**Zitierter Textauszug:**
——
Kontrollrechte des Arbeitgebers
Regelt eine Betriebsvereinbarung zur Zeiterfassung, dass „keine anderen Zwecken dienende personenbezogene Auswertung erfolgt“, ist nach dem BAG hieraus zum einen nicht zu entnehmen, dass die Parteien eine Datenverarbeitung zum Zwecke der Ahndung von vorsätzlichen Pflichtverletzungen ausschließen wollten.
Professor Peter Gola beleuchtet in seinem neuesten Artikel den Umgang mit sensiblen Personaldaten bei der Aufklärung und Ahndung arbeitsvertraglicher Pflichtverletzungen von Beschäftigten und gibt dabei einen Einblick in das komplexe Feld von datenschutzrechtlichen Vorgaben, Betriebsvereinbarungen und Arbeitnehmerrechten und zeigt Konsequenzen bei unbefugter Kontrolle.
Vorbemerkung
Der Aufklärung und Ahndung arbeitsvertraglicher Pflichtverletzungen von Beschäftigten können datenschutzrechtliche Vorgaben oder auch „interne“ Verwertungsverbote aus Betriebsvereinbarungen entgegenstehen. Dies kann in der Praxis dazu führen, dass offenkundige Pflichtverletzungen unsanktioniert bleiben müssen.Dass Datenschutz aber jedenfalls in gravierenden Fällen nicht zum Täterschutz führen darf, hat die Rechtsprechung auch für das Arbeitsverhältnis wiederholt betont und in aktueller Rechtsprechung bestätigt. Das BAG betont, dass weder die Zivilprozessordnung noch das Arbeitsgerichtsgesetz für rechtswidrig erlangte Informationen oder Beweismittel ein prozessuales Verwertungsverbot enthalten.
——
**Bereitgestellte Daten:**
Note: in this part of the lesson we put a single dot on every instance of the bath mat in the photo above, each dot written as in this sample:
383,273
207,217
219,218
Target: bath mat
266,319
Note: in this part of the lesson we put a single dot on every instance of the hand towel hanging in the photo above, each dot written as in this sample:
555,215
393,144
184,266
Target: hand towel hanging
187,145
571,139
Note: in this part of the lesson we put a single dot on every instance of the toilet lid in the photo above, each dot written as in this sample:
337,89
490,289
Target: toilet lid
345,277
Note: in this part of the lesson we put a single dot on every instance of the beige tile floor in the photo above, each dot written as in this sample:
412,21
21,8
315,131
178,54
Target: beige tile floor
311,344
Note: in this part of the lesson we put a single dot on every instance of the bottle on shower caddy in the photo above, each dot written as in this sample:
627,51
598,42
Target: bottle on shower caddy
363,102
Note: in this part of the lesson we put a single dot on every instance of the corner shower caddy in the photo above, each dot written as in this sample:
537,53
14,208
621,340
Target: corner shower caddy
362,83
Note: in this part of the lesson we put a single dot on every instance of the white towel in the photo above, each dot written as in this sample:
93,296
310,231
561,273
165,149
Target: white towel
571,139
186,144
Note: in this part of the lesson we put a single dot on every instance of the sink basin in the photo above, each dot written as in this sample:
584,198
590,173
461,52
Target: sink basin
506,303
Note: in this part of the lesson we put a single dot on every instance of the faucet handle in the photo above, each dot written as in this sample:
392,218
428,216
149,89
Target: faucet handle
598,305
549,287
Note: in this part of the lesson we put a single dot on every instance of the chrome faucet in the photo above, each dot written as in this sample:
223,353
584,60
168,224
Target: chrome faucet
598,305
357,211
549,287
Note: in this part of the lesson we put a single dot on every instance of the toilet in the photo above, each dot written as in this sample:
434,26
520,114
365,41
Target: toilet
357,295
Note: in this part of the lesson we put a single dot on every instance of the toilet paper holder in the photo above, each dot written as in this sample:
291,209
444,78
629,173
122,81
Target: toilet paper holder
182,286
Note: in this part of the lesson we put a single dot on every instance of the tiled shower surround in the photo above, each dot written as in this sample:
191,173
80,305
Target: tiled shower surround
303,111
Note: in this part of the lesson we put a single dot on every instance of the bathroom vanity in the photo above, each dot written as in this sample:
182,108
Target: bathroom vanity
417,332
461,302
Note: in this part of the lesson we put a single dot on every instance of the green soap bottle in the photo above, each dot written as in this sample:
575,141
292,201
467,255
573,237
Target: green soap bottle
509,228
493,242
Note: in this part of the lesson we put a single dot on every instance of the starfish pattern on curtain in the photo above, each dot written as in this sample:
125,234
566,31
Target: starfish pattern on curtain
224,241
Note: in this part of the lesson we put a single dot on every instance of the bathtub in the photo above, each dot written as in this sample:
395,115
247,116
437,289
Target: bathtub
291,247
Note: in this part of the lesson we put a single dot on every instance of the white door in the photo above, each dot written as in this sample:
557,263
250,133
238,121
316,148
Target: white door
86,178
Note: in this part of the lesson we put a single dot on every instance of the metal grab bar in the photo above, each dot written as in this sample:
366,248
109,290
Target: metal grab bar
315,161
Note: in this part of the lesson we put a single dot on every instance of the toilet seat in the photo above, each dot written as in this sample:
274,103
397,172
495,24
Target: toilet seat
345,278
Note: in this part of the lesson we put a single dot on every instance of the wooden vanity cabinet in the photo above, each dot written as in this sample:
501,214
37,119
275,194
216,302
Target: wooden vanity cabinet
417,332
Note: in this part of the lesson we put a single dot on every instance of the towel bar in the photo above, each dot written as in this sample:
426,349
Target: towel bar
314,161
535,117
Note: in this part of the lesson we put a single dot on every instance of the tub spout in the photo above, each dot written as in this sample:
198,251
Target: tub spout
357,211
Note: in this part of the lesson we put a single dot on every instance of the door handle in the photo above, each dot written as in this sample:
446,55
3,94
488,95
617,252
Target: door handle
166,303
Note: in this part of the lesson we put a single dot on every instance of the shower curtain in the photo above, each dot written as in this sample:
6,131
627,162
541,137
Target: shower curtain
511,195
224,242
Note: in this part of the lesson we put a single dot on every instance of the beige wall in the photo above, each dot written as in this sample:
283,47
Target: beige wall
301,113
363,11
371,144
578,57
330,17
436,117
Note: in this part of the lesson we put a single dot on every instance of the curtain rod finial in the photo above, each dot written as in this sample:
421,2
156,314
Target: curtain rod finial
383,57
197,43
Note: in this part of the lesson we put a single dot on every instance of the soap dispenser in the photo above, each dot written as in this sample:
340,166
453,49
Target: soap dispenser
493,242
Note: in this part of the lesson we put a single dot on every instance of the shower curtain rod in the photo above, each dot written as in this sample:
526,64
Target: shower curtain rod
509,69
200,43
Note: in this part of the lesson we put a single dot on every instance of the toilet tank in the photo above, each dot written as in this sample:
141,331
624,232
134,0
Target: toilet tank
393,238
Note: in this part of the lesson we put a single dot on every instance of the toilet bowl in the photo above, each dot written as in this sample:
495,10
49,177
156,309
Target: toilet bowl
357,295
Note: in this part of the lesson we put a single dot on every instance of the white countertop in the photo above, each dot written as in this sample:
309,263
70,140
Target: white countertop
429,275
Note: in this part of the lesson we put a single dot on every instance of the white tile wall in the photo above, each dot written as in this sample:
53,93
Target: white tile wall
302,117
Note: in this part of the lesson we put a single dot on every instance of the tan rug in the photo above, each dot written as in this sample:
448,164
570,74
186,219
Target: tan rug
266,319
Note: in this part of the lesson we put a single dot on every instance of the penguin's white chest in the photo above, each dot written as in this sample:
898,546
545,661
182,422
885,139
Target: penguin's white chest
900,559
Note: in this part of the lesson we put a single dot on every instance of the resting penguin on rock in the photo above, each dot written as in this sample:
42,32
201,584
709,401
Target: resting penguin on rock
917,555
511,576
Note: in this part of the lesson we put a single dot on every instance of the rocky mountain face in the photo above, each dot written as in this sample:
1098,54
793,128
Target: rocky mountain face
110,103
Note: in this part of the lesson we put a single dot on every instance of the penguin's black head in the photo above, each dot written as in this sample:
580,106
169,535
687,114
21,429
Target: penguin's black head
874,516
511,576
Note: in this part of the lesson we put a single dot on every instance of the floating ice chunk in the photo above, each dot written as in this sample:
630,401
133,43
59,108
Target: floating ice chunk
——
**Aufgabenstellung 1:** Welche Bereiche zählt der Textauszug zu den Kontrollrechten des Arbeitgebers zu dem komplexen Feld, in das der Artikel einen Einblick gibt? Nenne alle.
**Aufgabenstellung 2:** Gib den Textauszug zu den Kontrollrechten des Arbeitgebers wortgetreu wieder, von „Kontrollrechte des Arbeitgebers“ bis einschließlich „bei unbefugter Kontrolle.“.

**Richtiges Ergebnis 1:**
- datenschutzrechtliche Vorgaben
- Betriebsvereinbarungen
- Arbeitnehmerrechte

**Richtiges Ergebnis 2:**
Kontrollrechte des Arbeitgebers
Regelt eine Betriebsvereinbarung zur Zeiterfassung, dass „keine anderen Zwecken dienende personenbezogene Auswertung erfolgt“, ist nach dem BAG hieraus zum einen nicht zu entnehmen, dass die Parteien eine Datenverarbeitung zum Zwecke der Ahndung von vorsätzlichen Pflichtverletzungen ausschließen wollten.
Professor Peter Gola beleuchtet in seinem neuesten Artikel den Umgang mit sensiblen Personaldaten bei der Aufklärung und Ahndung arbeitsvertraglicher Pflichtverletzungen von Beschäftigten und gibt dabei einen Einblick in das komplexe Feld von datenschutzrechtlichen Vorgaben, Betriebsvereinbarungen und Arbeitnehmerrechten und zeigt Konsequenzen bei unbefugter Kontrolle.